**PROVIDED PASSAGE:**
LAW HOMILY: The Christ You've Crafted
Each week at The Shepherd’s Church, we preach short homilies on the law of God and have decided to share those here as a resource to the people of God. This week, the command not to make any images of God
Transcript
Some may argue that it's a violation of love of your neighbor, but I would disagree. Every week we go through the law of God, because we want to understand what
God says to his people. We want to know how it is that we can obey this God. When Jesus says, your sins are forgiven, he doesn't end there, does he?
He says, now go and sin no more. So we want to know, how do we live a life of going and sinning no more?
Today we're going to be on the second commandment of 10, and this is what it says, verses 4 through 5.
You shall not make for yourself an idol, or any likeness of what is in heaven above, or in earth beneath, or in the water under the earth.
You shall not worship them or serve them, for I, the Lord your God, am a jealous God, visiting the iniquity of the fathers on the children to the third and the fourth generation of those who hate me.
Now, it's one of the greatest ironies of the Christian year that the season most devoted to celebrating the birth of the invisible
God made visible has also become the season where we break the second commandment most frequently.

**PROVIDED RECORDS:**
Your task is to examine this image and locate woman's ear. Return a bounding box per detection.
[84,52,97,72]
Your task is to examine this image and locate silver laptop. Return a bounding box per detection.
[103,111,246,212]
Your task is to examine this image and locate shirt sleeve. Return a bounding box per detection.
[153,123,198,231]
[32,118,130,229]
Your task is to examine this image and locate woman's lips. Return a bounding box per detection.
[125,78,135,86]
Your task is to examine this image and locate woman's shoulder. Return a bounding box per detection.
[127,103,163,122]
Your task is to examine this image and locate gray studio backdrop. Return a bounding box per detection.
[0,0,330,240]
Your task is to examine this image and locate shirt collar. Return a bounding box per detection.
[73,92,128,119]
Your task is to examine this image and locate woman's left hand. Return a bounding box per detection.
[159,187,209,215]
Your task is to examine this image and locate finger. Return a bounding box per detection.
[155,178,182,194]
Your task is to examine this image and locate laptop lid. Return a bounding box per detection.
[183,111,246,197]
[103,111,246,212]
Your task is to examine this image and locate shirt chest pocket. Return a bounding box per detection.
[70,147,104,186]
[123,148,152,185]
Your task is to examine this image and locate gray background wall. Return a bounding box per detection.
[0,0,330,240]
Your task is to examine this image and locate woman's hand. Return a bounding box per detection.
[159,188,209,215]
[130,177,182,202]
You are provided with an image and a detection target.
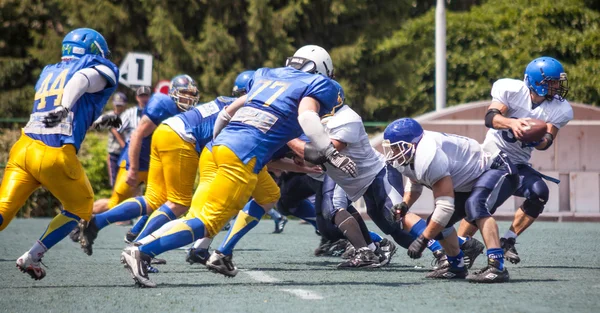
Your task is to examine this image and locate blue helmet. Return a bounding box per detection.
[382,118,424,167]
[62,28,110,59]
[231,71,256,97]
[169,74,200,112]
[524,57,569,101]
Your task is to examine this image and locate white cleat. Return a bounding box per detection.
[121,247,156,288]
[17,251,46,280]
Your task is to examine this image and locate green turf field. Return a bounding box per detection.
[0,219,600,313]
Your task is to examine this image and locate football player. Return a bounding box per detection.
[383,118,518,283]
[459,57,573,264]
[79,75,200,255]
[0,28,121,280]
[121,46,356,287]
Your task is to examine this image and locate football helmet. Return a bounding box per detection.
[169,74,200,112]
[382,118,424,167]
[524,57,569,101]
[62,28,110,60]
[285,45,334,78]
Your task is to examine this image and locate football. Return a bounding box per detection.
[521,118,546,142]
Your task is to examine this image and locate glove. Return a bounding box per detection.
[42,105,69,128]
[92,113,123,129]
[304,143,357,177]
[392,201,408,225]
[408,234,429,259]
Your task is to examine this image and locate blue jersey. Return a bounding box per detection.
[176,97,236,153]
[214,67,341,173]
[119,93,179,171]
[23,55,119,151]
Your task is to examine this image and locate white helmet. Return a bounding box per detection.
[285,45,333,78]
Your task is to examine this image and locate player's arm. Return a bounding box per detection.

**WRITTEN EXERCISE 1:**
Answer these questions from the homily on the second commandment.
(a) At which church are these weekly homilies preached?
(b) According to the homily, what does Jesus say after "your sins are forgiven"?
(c) Which verses does the homily quote for the commandment?
**WRITTEN EXERCISE 2:**
Render this sentence from the homily on the second commandment in Spanish: "Every week we go through the law of God, because we want to understand what God says to his people."
**WRITTEN EXERCISE 3:**
Extend the homily on the second commandment with a few more paragraphs, starting after its final sentence.

**EXERCISE RESULT 1:**
(a) The Shepherd's Church.
(b) He says, "now go and sin no more."
(c) Verses 4 through 5.

**EXERCISE RESULT 2:**
Cada semana repasamos la ley de Dios, porque queremos entender lo que Dios dice a su pueblo.

**EXERCISE RESULT 3:**
We walk through December in America, and it becomes obvious no other month generates so many unauthorized images of Jesus than this one.
Images of little sweet baby Jesus in the manger. Paintings, figurines, greeting cards, nativity scenes, movie portrayals, cartoon specials, porcelain collectibles,
Pinterest boards, Instagram reels. Christmas, second only maybe to Easter, is the time when
Christians flood their lives with visual representations of the one who explicitly commanded us not to.
The entire season becomes a kind of cultural permission slip to do the very thing that God forbade.
And the carved nativity is not even our sharpest violation of this commandment.
The real danger underneath all of that is not the image that's sitting on your mantle.
It's the image that you have crafted and concocted that all of us have in our mind.
Because the far more subtle, and I think therefore far more dangerous and destructive idolatry, is the quiet way in which we violate the second commandment in our hearts.
It's easy to spot the figurine on the coffee table. It's easy for your child to bring the new book that we bought and say, second commandment violation, dad!
It's happened. But it's harder to spot the counterfeit
Christ that we've assembled in the dark recesses of our heart and the corners of our imagination.
We remake him internally long and externally wrong.
We soften his holiness to soothe our guilt, don't we? We shrink his sovereignty in order to calm our anxiety.
We blunt his authority so that he will not confront our patterns of sin. We picture a
Jesus who exists to stabilize our December instead of sanctifies our lives.
And this is the kind of violation that almost no one names because it happens deep within the emotional machinery where no one can see.
It happens deep within where fear and longing and disappointment and nostalgia and self -preservation do their work.
And the second commandment insists that this kind of hidden form of idolatry also provokes our
God to jealousy. For some, the counterfeit Jesus appears in a comforting relic.
They imagine him as the custodian of their memories, not the king who claims their obedience.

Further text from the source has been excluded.